◆ **Your objective**: Copy out every line of the items below, requests included. Add 140 to each x and y coordinate in the answers, and leave the numbers in the requests and their format samples unchanged.

[Dataset rows showing where objects appear]
%%
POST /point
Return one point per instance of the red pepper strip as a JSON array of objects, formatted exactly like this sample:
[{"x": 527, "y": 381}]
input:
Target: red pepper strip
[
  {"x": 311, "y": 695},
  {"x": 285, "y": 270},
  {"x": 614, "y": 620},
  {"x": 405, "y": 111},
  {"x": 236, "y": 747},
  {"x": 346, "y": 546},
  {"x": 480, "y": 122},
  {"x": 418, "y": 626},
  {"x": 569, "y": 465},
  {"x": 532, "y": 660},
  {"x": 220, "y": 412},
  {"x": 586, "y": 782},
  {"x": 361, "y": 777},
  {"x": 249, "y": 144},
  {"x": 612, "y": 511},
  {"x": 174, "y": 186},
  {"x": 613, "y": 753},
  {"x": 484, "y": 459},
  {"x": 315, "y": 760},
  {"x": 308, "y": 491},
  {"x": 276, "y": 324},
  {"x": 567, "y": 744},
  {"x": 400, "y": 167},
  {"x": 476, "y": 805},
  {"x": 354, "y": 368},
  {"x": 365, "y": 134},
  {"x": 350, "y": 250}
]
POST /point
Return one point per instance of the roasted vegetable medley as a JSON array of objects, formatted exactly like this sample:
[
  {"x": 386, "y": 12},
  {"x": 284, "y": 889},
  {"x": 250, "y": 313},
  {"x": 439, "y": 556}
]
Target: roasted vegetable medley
%%
◆ **Task result**:
POST /point
Return one point per instance of the red pepper strip as a JSON array of objects, formatted exactly like this sample:
[{"x": 527, "y": 381}]
input:
Target: red pepper strip
[
  {"x": 451, "y": 835},
  {"x": 425, "y": 410},
  {"x": 754, "y": 760},
  {"x": 545, "y": 251},
  {"x": 376, "y": 887},
  {"x": 486, "y": 686},
  {"x": 620, "y": 262},
  {"x": 558, "y": 766},
  {"x": 709, "y": 605},
  {"x": 672, "y": 800},
  {"x": 360, "y": 552},
  {"x": 726, "y": 922},
  {"x": 501, "y": 917},
  {"x": 389, "y": 284},
  {"x": 752, "y": 651},
  {"x": 314, "y": 326},
  {"x": 753, "y": 893},
  {"x": 624, "y": 599},
  {"x": 455, "y": 900},
  {"x": 448, "y": 631},
  {"x": 416, "y": 464},
  {"x": 707, "y": 884},
  {"x": 540, "y": 307},
  {"x": 616, "y": 945},
  {"x": 494, "y": 508},
  {"x": 505, "y": 274},
  {"x": 490, "y": 390}
]
POST /point
Return one point per instance of the roasted vegetable medley as a JSON array of objects, formatted exactly like this sample:
[
  {"x": 386, "y": 12},
  {"x": 284, "y": 889},
  {"x": 250, "y": 313},
  {"x": 439, "y": 556}
]
Target: roasted vegetable medley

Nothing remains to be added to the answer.